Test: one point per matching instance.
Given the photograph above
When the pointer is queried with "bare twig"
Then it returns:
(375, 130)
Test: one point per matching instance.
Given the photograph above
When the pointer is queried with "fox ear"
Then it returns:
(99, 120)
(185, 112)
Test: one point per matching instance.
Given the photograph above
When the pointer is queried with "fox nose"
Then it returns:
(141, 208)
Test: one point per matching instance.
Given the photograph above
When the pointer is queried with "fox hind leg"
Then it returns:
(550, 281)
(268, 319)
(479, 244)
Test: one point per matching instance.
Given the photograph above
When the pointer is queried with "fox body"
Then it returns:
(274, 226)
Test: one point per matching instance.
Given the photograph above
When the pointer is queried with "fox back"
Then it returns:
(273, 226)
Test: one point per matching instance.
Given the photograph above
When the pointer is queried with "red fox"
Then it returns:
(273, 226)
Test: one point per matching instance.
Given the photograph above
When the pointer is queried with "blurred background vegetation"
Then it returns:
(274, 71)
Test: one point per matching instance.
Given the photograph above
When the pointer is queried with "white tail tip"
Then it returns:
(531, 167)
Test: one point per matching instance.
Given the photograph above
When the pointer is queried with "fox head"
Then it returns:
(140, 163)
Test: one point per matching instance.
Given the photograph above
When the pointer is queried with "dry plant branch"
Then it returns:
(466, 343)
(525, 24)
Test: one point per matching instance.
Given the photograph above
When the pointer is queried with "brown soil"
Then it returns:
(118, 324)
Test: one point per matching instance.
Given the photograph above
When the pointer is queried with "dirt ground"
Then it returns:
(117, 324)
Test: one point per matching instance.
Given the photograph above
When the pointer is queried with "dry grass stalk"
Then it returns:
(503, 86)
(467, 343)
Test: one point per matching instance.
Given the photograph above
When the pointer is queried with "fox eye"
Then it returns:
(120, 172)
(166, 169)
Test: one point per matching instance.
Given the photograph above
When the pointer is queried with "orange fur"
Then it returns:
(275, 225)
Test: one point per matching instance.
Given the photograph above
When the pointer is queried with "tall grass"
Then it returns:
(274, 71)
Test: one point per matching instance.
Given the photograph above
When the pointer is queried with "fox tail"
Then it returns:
□ □ □ □ □
- WORK TASK -
Using the entries above, find all lines with "tail". Copy them.

- PROBLEM SOLUTION -
When the pointer is queried with "white tail tip"
When the pointer is queried with "fox tail"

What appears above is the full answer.